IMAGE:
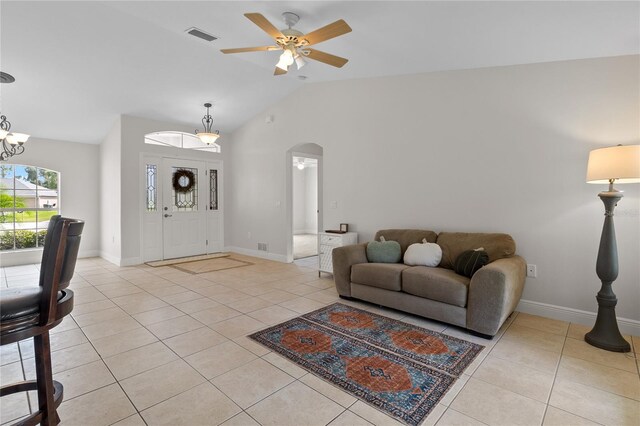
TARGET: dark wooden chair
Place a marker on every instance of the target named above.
(30, 312)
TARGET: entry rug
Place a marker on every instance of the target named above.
(388, 374)
(210, 265)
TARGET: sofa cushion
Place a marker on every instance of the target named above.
(470, 261)
(453, 244)
(381, 275)
(439, 284)
(423, 254)
(406, 237)
(383, 252)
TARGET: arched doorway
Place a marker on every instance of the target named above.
(304, 197)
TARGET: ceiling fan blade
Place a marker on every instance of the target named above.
(327, 32)
(327, 58)
(264, 24)
(250, 49)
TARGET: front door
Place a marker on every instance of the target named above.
(184, 208)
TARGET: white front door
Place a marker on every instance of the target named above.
(184, 208)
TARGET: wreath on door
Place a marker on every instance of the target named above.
(183, 180)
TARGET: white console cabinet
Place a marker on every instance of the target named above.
(327, 241)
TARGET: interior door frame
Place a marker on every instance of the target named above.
(289, 196)
(158, 159)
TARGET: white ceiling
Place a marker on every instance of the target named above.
(78, 65)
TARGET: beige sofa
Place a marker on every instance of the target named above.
(480, 304)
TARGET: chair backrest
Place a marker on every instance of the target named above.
(59, 256)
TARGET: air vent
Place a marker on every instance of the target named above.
(200, 34)
(6, 78)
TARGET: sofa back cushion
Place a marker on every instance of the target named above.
(383, 252)
(406, 237)
(453, 244)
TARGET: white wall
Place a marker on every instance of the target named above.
(79, 189)
(110, 194)
(305, 200)
(298, 179)
(497, 149)
(311, 199)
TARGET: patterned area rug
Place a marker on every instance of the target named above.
(396, 367)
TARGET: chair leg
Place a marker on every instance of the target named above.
(44, 374)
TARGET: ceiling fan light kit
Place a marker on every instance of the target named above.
(294, 44)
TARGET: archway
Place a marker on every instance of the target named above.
(313, 154)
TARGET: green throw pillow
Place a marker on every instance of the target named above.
(384, 251)
(470, 261)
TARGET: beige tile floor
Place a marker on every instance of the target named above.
(159, 346)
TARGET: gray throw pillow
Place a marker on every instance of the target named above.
(384, 251)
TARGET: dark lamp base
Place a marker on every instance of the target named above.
(618, 344)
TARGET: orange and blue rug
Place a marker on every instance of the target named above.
(394, 366)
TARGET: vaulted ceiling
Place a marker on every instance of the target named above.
(78, 65)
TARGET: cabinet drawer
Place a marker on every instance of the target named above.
(331, 240)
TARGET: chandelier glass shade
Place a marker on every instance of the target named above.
(12, 143)
(209, 136)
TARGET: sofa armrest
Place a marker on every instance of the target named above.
(494, 292)
(343, 258)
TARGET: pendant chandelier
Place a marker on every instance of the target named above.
(209, 136)
(12, 143)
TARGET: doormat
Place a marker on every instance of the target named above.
(169, 262)
(398, 368)
(210, 265)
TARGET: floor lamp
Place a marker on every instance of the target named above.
(619, 164)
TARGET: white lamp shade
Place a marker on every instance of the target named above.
(17, 138)
(208, 138)
(621, 163)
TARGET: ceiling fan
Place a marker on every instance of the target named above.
(295, 45)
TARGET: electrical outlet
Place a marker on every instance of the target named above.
(532, 271)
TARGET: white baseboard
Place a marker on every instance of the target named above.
(27, 257)
(109, 258)
(626, 325)
(257, 253)
(131, 261)
(118, 261)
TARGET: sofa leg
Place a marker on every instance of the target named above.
(484, 336)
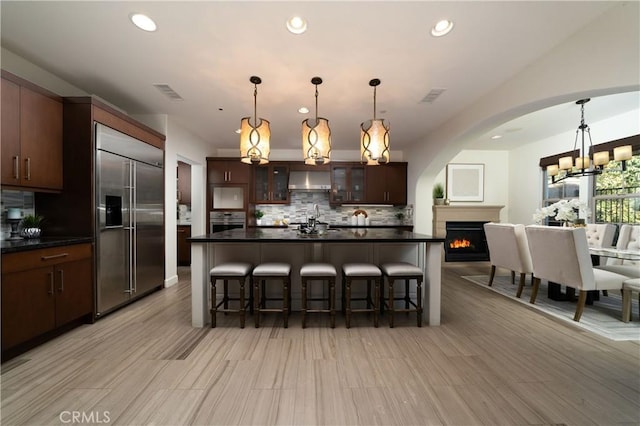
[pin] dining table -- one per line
(554, 290)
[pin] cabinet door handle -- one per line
(16, 167)
(54, 256)
(50, 282)
(28, 168)
(61, 289)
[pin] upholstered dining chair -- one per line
(508, 249)
(628, 239)
(561, 255)
(600, 235)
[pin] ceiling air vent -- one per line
(432, 96)
(166, 90)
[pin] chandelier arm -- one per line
(316, 104)
(374, 102)
(255, 105)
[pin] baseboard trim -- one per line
(171, 281)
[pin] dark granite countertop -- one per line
(13, 246)
(337, 226)
(342, 235)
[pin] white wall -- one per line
(496, 173)
(603, 58)
(182, 145)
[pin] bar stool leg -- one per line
(348, 302)
(213, 302)
(285, 303)
(225, 297)
(376, 302)
(256, 302)
(242, 303)
(332, 301)
(304, 301)
(343, 304)
(406, 295)
(419, 301)
(391, 304)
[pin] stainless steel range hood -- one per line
(309, 181)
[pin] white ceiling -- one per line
(206, 52)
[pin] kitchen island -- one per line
(336, 246)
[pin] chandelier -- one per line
(254, 138)
(583, 164)
(374, 136)
(316, 139)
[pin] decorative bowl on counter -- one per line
(30, 233)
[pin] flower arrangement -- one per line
(563, 211)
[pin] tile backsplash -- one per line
(301, 207)
(22, 200)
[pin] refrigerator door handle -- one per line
(130, 228)
(134, 231)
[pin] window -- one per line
(554, 192)
(616, 196)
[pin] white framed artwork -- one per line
(465, 182)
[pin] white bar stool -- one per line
(402, 271)
(271, 271)
(318, 272)
(365, 272)
(238, 271)
(628, 287)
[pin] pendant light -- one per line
(374, 136)
(316, 139)
(583, 165)
(254, 138)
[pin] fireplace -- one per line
(465, 242)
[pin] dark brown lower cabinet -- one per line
(43, 290)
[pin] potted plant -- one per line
(438, 194)
(31, 225)
(258, 214)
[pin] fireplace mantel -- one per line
(444, 214)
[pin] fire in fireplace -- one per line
(465, 242)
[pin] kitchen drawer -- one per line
(14, 262)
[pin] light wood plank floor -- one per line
(492, 361)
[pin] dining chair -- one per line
(508, 249)
(561, 255)
(628, 239)
(600, 235)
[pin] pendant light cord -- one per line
(316, 104)
(255, 104)
(374, 102)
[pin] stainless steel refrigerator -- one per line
(129, 219)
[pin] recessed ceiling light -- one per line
(442, 28)
(143, 22)
(296, 25)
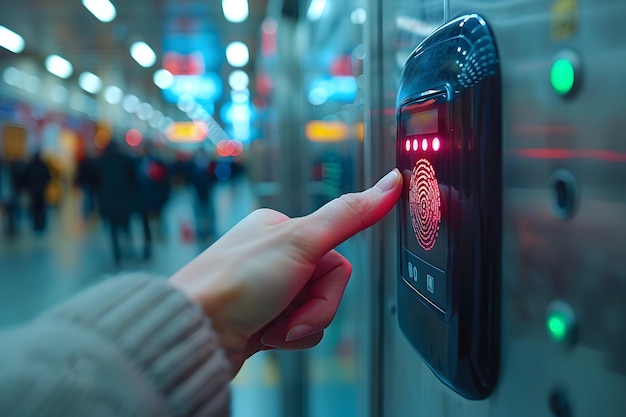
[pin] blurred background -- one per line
(134, 133)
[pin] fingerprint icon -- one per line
(425, 204)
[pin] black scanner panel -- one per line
(448, 113)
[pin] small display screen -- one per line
(422, 122)
(423, 158)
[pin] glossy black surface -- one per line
(455, 327)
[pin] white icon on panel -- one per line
(412, 272)
(430, 284)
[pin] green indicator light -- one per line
(562, 76)
(558, 327)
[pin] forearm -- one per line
(133, 345)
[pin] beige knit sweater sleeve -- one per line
(131, 346)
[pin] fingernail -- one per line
(299, 332)
(387, 182)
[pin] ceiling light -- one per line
(102, 9)
(131, 103)
(90, 82)
(12, 76)
(59, 93)
(238, 80)
(145, 111)
(59, 66)
(113, 94)
(163, 79)
(240, 97)
(237, 54)
(143, 54)
(235, 10)
(316, 9)
(11, 40)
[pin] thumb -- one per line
(347, 215)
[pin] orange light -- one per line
(227, 148)
(102, 139)
(181, 132)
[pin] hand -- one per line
(276, 282)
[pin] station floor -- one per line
(40, 271)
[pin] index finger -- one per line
(347, 215)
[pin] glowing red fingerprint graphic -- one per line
(425, 204)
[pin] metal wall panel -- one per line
(550, 142)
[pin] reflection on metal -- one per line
(415, 26)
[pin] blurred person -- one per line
(10, 187)
(153, 178)
(86, 180)
(36, 178)
(137, 345)
(200, 174)
(117, 191)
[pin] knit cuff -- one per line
(163, 334)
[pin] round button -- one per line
(565, 73)
(561, 322)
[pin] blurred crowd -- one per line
(117, 186)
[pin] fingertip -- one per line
(389, 181)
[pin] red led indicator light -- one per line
(425, 204)
(436, 144)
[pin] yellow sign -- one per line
(13, 142)
(564, 19)
(321, 131)
(187, 132)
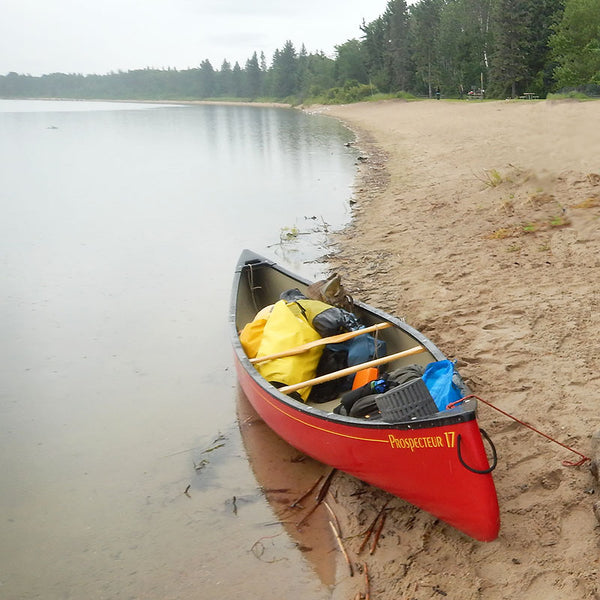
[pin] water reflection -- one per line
(120, 230)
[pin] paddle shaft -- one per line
(334, 339)
(349, 370)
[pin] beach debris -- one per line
(342, 547)
(333, 516)
(308, 492)
(379, 518)
(320, 497)
(198, 466)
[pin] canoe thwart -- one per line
(350, 370)
(333, 339)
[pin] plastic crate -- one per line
(406, 402)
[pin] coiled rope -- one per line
(566, 463)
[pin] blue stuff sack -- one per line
(438, 379)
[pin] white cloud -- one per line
(83, 36)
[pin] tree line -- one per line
(502, 48)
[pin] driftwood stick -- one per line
(333, 516)
(367, 582)
(376, 538)
(332, 339)
(349, 370)
(325, 487)
(320, 497)
(342, 548)
(371, 528)
(307, 493)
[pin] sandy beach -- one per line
(479, 223)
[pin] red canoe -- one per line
(437, 462)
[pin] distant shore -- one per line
(479, 222)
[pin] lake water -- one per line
(120, 228)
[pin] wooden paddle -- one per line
(333, 339)
(349, 370)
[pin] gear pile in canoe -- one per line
(362, 391)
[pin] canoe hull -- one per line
(424, 462)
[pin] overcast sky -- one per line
(99, 36)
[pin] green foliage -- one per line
(576, 44)
(506, 47)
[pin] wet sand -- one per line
(479, 224)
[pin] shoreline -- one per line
(480, 224)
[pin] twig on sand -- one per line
(333, 516)
(307, 493)
(376, 538)
(320, 497)
(342, 548)
(371, 528)
(367, 582)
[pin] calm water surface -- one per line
(120, 228)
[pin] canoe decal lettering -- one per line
(424, 442)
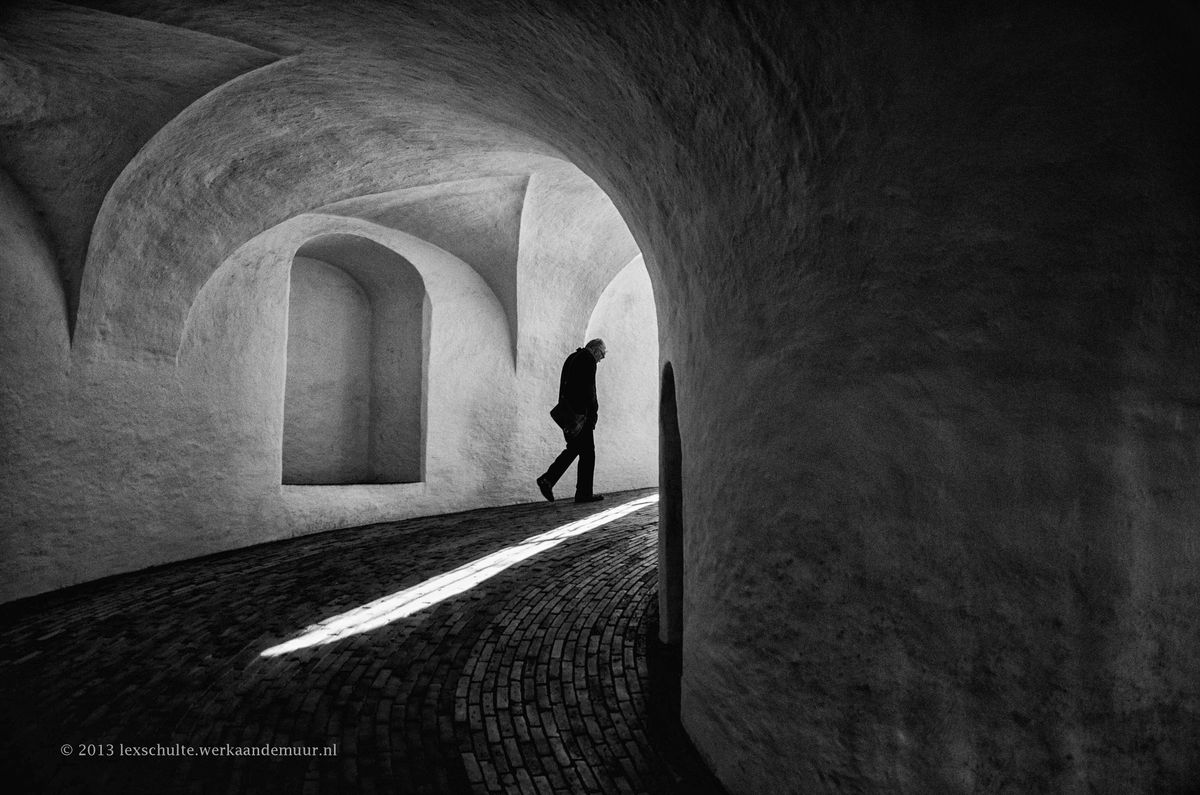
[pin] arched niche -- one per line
(357, 364)
(624, 317)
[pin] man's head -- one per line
(597, 348)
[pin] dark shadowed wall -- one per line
(925, 276)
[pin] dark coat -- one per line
(577, 384)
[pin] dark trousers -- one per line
(583, 446)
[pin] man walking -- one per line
(577, 392)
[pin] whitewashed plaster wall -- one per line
(925, 278)
(628, 380)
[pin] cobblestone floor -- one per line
(534, 681)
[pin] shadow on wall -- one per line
(624, 317)
(353, 402)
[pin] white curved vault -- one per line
(923, 279)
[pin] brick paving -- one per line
(535, 681)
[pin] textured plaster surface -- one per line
(327, 402)
(927, 281)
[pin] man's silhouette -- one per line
(577, 390)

··········

PROBLEM STATEMENT: Take the line containing "[pin] sandy beach -- one per line" and all lines after it to the end of the data above, and reproduce them exactly, leaving out pictures. Nothing else belongs in the copy.

RESPONSE:
[pin] sandy beach -- one per line
(479, 223)
[pin] red canoe -- one per line
(437, 462)
[pin] distant shore -- one per line
(479, 222)
[pin] lake water -- one per line
(120, 228)
[pin] wooden paddle -- one per line
(333, 339)
(349, 370)
[pin] gear pile in canoe -- one per line
(362, 391)
[pin] canoe hull -- one per line
(424, 462)
[pin] overcast sky -- one per line
(99, 36)
[pin] green foliage -- one per line
(576, 44)
(506, 47)
[pin] wet sand -- one per line
(479, 224)
[pin] shoreline -- one per line
(480, 224)
[pin] twig on sand -- one per line
(333, 516)
(307, 493)
(376, 538)
(320, 497)
(342, 548)
(371, 528)
(367, 582)
[pin] calm water surface -- one per line
(120, 228)
[pin] canoe decal lettering -- one per line
(424, 442)
[pin] arched niche -- one per line
(357, 364)
(624, 317)
[pin] man's head -- one per line
(597, 348)
[pin] dark shadowed wall -- one per line
(925, 276)
[pin] dark coat -- one per line
(577, 384)
[pin] dark trousers -- one per line
(583, 446)
[pin] man walking -- one per line
(577, 392)
[pin] whitewashed plaster wall -- one per line
(925, 278)
(628, 380)
[pin] cobblestone floor -- one per line
(534, 681)
[pin] shadow on wall -- one per line
(624, 317)
(353, 402)
[pin] white curved vault -- one per line
(923, 279)
[pin] brick paving -- one per line
(535, 681)
[pin] textured plaster surface -- one per line
(327, 402)
(927, 281)
[pin] man's silhouette -- one per line
(577, 390)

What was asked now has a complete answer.